Задание:
Продолжите воспоминание о книгах Бианки, начав сразу после его последнего предложения.

Стоит ли писать, что буквально на следующий день мы отправились в библиотеку и принесли оттуда целую пачку книг Виталия Валентиновича. И он обрушился на меня.
В нашей тесной комнатушке зашумели леса, закурились туманами болота, посыпали снегом полярные зимы, засновали куницы и белки, засвистели крылья диких гусей. Огромный мир живой неповторимой природы раскрыл передо мною свои милосердные объятия. Насекомые, птицы, звери и даже рыбы заговорили со мной, и в их речах явственно слышались интонации силы, понимания и доброты, зазвучал голос самого Бианки.
Бабушка считала, что не следует учить меня грамоте, пока я не пойду в школу, иначе мне будет скучно на уроках и я стану лениться. Поэтому я был уверен, что читать не научусь никогда, и умучивал бабушку до полуобморочного состояния, заставляя в сотый раз перечитывать «Нечаянные встречи», или «Мышонка Пика», или «Лесные были и небылицы». Я стал прилежным слушателем «Вестей из леса» по радио, потому что это тоже был Бианки.

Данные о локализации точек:
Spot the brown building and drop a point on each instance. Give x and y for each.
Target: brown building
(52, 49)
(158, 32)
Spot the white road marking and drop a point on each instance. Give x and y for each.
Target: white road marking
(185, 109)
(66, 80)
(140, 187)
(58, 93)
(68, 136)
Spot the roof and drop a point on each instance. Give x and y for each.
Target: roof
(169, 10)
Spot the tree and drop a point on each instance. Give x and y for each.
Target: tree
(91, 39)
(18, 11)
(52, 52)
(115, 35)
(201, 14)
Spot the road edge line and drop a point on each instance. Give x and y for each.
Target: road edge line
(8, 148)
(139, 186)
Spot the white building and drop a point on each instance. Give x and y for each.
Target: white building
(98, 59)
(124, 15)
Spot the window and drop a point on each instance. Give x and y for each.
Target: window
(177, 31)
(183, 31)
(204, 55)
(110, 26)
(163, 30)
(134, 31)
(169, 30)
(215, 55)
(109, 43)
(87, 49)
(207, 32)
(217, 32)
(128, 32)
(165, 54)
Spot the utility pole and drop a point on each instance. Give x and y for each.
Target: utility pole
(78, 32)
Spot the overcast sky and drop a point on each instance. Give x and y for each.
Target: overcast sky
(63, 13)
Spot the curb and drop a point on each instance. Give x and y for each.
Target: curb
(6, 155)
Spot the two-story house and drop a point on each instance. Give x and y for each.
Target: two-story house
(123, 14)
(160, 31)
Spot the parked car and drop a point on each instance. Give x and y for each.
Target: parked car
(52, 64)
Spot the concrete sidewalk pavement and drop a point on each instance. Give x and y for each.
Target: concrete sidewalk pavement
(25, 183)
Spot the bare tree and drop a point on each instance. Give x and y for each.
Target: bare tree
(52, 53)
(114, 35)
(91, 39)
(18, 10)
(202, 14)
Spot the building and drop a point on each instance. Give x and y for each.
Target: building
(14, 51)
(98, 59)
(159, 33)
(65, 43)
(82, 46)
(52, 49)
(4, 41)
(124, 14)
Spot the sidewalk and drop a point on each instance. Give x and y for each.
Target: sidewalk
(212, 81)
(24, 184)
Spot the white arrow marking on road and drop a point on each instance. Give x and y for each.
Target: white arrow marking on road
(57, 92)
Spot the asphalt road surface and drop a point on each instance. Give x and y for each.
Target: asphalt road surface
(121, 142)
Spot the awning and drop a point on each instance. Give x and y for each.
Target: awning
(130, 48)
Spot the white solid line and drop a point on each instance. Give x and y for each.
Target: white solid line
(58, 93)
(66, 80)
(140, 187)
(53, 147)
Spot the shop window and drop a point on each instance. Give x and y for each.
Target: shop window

Ваш ответ:
День, в который я безошибочно отличил следы собаки от следов кошки на первом снегу, стал днём моего торжества и уверенности в собственных силах.
А когда я пошёл в школу и быстро научился читать и писать, то тут же решил стать писателем Бианки.
Я сэкономил денег на четыре тетрадки. Каждую из них, в подражание «Лесной газете», озаглавил: «Весна», «Лето», «Осень» и «Зима» и собрался писать книгу. Но дальше первой строчки дело не пошло.
Мне вдруг открылась главная истина: прежде чем начать писать, нужно прожить большую жизнь, многое увидеть, запомнить, причём увидеть так, как не видел никто до тебя. Нужно многому научиться, многое обдумать, постигнуть и понять и только тогда браться за перо.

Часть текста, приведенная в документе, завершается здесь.